#### [What the exercise asks]
Write out the records starting at the line containing "Reviewer note. Check that each instance of the beige" and ending at the line containing "[(221, 311), (590, 351)]", switching "bed" to "crib" and leaving everything else as it is.

[start of Dataset]

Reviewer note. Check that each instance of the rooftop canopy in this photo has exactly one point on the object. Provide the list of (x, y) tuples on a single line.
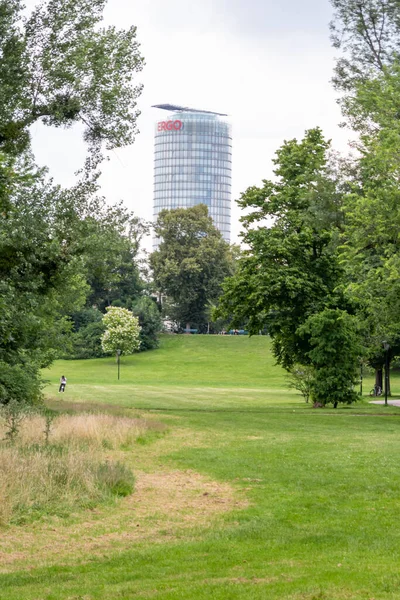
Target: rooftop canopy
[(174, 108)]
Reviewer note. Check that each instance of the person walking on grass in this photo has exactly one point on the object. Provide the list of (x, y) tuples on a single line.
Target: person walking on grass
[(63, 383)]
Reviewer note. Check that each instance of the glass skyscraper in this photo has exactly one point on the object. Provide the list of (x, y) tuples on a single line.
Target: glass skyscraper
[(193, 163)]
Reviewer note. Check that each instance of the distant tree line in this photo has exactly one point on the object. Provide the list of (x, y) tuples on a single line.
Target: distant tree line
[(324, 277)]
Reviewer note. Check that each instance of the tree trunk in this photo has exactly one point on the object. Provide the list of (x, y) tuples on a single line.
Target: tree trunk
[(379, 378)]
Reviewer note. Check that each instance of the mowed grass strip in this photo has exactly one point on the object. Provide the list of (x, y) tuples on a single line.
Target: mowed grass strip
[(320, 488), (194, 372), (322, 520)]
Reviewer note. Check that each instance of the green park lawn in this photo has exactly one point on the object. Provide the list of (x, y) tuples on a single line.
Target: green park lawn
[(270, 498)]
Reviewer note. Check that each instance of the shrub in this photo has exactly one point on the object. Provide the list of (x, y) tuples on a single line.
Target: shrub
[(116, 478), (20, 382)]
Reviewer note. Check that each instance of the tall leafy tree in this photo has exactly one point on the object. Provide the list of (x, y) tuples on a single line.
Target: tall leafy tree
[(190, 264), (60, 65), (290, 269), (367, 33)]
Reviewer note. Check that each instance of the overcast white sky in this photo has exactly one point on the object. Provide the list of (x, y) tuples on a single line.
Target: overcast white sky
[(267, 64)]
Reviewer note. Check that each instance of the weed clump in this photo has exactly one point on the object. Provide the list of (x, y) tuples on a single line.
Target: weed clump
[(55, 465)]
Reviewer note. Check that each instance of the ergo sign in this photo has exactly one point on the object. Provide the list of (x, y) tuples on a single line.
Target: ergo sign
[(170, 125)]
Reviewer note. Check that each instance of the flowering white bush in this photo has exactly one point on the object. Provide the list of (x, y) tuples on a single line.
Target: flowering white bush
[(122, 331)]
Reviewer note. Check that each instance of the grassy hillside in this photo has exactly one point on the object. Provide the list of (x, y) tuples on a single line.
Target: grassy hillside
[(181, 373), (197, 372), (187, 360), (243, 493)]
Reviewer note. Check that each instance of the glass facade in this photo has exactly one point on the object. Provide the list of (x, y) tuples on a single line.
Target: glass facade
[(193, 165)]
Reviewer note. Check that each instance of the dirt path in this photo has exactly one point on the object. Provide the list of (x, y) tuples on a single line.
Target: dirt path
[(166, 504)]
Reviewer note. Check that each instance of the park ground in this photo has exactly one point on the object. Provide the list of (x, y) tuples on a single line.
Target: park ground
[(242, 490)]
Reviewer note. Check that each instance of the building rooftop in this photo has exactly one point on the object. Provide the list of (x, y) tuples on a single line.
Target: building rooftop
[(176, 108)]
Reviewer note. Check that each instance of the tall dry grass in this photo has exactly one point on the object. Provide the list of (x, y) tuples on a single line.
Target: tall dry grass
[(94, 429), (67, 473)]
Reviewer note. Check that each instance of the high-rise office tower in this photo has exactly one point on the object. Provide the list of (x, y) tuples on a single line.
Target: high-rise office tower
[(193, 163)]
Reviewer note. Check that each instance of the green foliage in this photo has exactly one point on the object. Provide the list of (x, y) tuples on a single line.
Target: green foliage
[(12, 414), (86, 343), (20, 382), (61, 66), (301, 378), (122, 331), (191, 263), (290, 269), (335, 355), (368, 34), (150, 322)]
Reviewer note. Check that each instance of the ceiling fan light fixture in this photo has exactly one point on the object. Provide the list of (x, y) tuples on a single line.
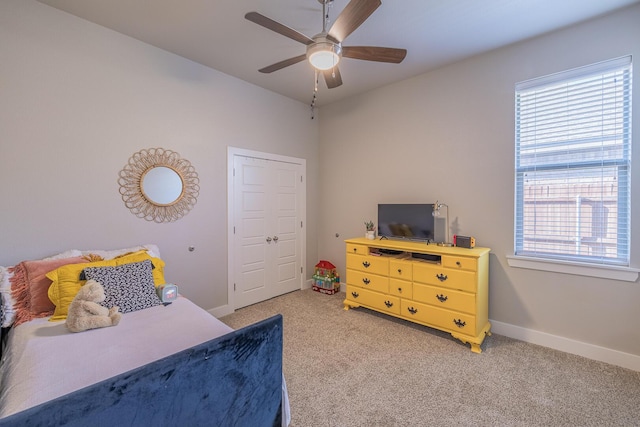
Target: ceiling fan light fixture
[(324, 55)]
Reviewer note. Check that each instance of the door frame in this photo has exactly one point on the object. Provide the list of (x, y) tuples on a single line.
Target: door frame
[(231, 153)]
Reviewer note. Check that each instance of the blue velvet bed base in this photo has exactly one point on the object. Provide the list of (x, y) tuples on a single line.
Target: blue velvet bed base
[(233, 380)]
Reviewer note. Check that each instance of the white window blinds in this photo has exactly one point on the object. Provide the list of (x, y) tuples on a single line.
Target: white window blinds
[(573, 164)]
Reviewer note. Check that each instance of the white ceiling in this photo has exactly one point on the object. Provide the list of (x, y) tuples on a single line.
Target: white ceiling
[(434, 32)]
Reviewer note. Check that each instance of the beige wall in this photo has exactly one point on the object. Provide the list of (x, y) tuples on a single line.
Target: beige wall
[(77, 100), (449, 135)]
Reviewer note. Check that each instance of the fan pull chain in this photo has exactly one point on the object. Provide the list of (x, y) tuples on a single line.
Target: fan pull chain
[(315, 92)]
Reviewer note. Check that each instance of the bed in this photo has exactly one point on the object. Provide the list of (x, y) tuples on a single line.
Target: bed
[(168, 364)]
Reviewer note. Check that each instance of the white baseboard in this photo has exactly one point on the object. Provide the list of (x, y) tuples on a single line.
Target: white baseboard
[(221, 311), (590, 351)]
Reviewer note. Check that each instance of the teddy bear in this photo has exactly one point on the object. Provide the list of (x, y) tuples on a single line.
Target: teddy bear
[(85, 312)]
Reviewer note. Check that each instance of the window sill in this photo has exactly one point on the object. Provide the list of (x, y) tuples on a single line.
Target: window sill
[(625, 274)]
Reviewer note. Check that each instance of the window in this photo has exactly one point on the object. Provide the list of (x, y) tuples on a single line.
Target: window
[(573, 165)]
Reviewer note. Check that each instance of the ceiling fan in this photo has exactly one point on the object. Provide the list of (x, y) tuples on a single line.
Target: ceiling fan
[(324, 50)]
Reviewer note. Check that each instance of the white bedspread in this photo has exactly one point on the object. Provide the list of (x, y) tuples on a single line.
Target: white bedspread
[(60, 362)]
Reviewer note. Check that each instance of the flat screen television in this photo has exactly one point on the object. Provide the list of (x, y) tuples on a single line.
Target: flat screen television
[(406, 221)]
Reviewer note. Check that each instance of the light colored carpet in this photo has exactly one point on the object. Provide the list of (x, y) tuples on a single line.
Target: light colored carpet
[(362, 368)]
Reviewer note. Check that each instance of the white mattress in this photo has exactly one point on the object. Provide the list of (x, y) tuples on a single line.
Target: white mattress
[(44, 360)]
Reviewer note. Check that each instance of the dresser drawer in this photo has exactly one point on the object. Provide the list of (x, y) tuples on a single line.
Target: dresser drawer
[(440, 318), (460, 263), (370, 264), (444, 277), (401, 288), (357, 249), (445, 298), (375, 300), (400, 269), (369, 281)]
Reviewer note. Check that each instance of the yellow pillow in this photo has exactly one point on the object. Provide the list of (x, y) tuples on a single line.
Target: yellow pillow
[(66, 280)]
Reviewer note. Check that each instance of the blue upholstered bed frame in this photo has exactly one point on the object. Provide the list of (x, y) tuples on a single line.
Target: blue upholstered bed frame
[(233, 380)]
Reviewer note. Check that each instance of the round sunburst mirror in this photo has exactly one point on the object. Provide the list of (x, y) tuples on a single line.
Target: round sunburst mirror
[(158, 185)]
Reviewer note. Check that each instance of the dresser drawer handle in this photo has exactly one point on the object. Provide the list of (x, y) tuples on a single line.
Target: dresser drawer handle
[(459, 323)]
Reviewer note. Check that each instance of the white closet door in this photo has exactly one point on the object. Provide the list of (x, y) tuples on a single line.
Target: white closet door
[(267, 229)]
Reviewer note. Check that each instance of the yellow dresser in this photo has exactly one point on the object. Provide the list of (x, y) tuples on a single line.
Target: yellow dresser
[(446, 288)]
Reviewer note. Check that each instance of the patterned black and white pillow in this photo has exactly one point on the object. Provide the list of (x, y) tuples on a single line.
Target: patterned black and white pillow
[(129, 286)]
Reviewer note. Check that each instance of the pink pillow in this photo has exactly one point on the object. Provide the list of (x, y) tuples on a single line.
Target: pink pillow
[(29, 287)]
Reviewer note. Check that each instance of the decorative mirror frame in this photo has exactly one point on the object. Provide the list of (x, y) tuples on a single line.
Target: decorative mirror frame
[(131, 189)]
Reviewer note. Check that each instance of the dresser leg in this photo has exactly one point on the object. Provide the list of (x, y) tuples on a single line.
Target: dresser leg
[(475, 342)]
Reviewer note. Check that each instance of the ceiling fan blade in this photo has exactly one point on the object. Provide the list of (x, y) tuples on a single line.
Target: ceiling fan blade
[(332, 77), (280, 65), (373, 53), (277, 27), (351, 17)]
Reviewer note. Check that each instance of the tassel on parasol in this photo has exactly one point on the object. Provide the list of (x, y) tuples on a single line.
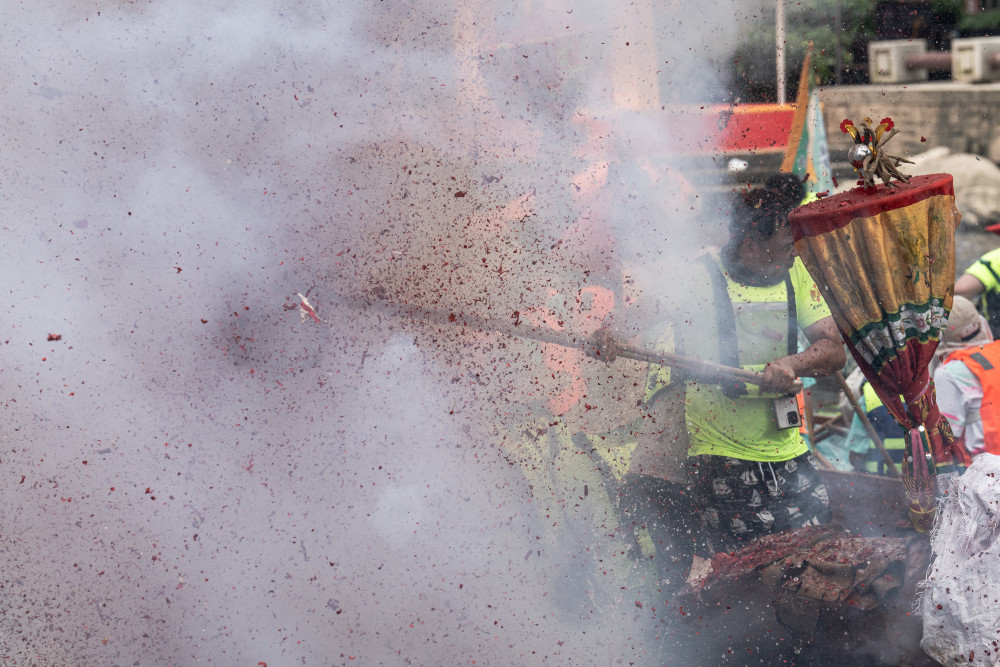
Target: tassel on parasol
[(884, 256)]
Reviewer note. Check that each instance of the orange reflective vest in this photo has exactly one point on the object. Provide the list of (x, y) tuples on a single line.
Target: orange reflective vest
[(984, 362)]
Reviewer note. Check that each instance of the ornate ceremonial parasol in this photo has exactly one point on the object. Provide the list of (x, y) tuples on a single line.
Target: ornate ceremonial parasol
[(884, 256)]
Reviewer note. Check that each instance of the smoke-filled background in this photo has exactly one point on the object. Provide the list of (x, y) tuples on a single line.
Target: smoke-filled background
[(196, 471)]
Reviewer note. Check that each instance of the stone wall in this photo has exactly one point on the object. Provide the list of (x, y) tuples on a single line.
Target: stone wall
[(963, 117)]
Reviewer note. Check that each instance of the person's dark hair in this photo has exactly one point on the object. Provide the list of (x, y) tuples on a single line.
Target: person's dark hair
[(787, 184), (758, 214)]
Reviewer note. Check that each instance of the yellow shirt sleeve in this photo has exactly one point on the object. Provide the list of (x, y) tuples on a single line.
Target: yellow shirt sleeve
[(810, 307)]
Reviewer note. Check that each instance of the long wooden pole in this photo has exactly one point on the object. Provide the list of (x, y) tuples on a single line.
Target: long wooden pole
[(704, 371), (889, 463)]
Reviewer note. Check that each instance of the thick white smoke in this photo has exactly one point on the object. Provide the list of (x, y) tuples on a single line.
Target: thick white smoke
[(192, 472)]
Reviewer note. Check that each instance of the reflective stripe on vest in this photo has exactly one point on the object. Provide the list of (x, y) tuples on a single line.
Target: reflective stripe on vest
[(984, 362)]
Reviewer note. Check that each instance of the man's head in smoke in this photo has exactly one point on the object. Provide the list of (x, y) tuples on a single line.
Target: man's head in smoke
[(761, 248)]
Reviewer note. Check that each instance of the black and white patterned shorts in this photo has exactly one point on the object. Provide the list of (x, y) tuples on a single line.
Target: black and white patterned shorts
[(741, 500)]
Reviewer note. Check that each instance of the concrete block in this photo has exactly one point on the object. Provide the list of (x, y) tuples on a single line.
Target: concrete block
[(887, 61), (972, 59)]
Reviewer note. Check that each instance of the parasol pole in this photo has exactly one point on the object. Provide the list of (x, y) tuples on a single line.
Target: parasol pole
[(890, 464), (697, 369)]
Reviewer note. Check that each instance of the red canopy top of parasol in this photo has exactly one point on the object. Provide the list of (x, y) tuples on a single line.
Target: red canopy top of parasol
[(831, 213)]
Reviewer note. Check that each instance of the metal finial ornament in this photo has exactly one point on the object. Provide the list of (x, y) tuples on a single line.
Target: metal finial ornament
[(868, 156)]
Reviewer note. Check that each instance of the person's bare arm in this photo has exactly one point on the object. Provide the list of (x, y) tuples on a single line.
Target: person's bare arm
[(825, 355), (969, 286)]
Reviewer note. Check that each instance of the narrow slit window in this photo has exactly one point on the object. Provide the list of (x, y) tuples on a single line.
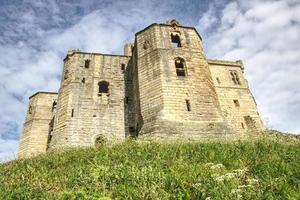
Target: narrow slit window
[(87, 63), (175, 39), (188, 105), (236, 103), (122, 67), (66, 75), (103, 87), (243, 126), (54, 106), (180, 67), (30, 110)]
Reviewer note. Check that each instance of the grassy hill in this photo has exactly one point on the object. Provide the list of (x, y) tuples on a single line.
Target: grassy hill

[end of Dataset]

#### [Result for this task]
Reviewer note. Check that each instance of the beige wall in this photo has exactly one point on the object. Provide the list of (x, y) tuples on a single line.
Target: beige wall
[(77, 100), (449, 135)]
Reviewer note. Check that each instance of the fan pull chain in this photo has exactly one point on the object. Provide the list of (x, y) tuples on a single line.
Target: fan pull chain
[(315, 92)]
Reviewer note. Check that each instance of the crib in this photo has exactly one point on the object. Provide the list of (x, y) tuples on a single line.
Target: crib
[(168, 364)]
Reviewer note. Check that each instance of the white baseboard in this photo has exactly one point on the object. Provide the list of (x, y) tuples on a single line.
Target: white baseboard
[(221, 311), (590, 351)]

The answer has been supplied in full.